→ Data rows
%%

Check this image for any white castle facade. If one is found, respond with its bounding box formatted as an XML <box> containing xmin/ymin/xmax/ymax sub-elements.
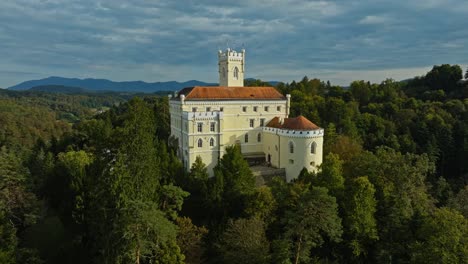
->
<box><xmin>169</xmin><ymin>49</ymin><xmax>324</xmax><ymax>181</ymax></box>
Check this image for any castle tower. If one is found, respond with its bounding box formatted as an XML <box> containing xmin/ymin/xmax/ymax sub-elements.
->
<box><xmin>218</xmin><ymin>48</ymin><xmax>245</xmax><ymax>87</ymax></box>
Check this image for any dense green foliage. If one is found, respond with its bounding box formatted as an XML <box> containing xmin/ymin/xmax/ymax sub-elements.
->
<box><xmin>0</xmin><ymin>65</ymin><xmax>468</xmax><ymax>264</ymax></box>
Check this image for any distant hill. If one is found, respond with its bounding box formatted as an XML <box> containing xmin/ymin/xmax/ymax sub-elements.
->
<box><xmin>8</xmin><ymin>77</ymin><xmax>217</xmax><ymax>93</ymax></box>
<box><xmin>28</xmin><ymin>85</ymin><xmax>96</xmax><ymax>94</ymax></box>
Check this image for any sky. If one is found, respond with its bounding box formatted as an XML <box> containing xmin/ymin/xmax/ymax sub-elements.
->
<box><xmin>0</xmin><ymin>0</ymin><xmax>468</xmax><ymax>88</ymax></box>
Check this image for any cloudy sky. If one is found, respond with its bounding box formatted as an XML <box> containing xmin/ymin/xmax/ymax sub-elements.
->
<box><xmin>0</xmin><ymin>0</ymin><xmax>468</xmax><ymax>87</ymax></box>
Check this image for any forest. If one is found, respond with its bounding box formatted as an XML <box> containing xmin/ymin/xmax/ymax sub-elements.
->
<box><xmin>0</xmin><ymin>64</ymin><xmax>468</xmax><ymax>264</ymax></box>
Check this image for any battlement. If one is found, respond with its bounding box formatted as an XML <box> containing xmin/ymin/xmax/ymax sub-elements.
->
<box><xmin>218</xmin><ymin>48</ymin><xmax>245</xmax><ymax>61</ymax></box>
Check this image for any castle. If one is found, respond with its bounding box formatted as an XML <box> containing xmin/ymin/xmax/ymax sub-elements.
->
<box><xmin>169</xmin><ymin>49</ymin><xmax>324</xmax><ymax>181</ymax></box>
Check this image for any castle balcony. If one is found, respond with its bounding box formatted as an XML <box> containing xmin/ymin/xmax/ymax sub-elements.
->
<box><xmin>183</xmin><ymin>111</ymin><xmax>224</xmax><ymax>120</ymax></box>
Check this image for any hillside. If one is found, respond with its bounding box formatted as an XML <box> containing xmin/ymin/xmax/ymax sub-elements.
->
<box><xmin>8</xmin><ymin>77</ymin><xmax>216</xmax><ymax>93</ymax></box>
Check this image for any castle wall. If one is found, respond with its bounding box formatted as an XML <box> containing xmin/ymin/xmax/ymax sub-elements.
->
<box><xmin>263</xmin><ymin>127</ymin><xmax>324</xmax><ymax>181</ymax></box>
<box><xmin>170</xmin><ymin>100</ymin><xmax>288</xmax><ymax>175</ymax></box>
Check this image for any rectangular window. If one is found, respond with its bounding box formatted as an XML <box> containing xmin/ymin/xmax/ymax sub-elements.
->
<box><xmin>260</xmin><ymin>118</ymin><xmax>265</xmax><ymax>126</ymax></box>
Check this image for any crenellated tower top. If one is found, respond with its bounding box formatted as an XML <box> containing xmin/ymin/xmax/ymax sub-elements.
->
<box><xmin>218</xmin><ymin>48</ymin><xmax>245</xmax><ymax>87</ymax></box>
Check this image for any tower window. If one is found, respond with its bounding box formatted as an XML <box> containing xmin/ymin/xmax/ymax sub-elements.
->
<box><xmin>260</xmin><ymin>118</ymin><xmax>265</xmax><ymax>126</ymax></box>
<box><xmin>310</xmin><ymin>142</ymin><xmax>317</xmax><ymax>154</ymax></box>
<box><xmin>234</xmin><ymin>67</ymin><xmax>239</xmax><ymax>80</ymax></box>
<box><xmin>210</xmin><ymin>122</ymin><xmax>216</xmax><ymax>132</ymax></box>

%%

→ Goal
Pull out every line of the material that contains the string "tower", matching case exactly.

→ Written response
Check this image for any castle tower. If one is found, respond with its bounding box formatted as an XML <box> containing xmin/ymin/xmax/ymax sub-elements.
Check this image for any crenellated tower top. If one is found, respond with its bounding box formatted as an XML <box> containing xmin/ymin/xmax/ymax sub-elements.
Check this image for any tower window. If one is found, respond with its bounding box formatted as an XML <box> containing xmin/ymin/xmax/ymax sub-elements.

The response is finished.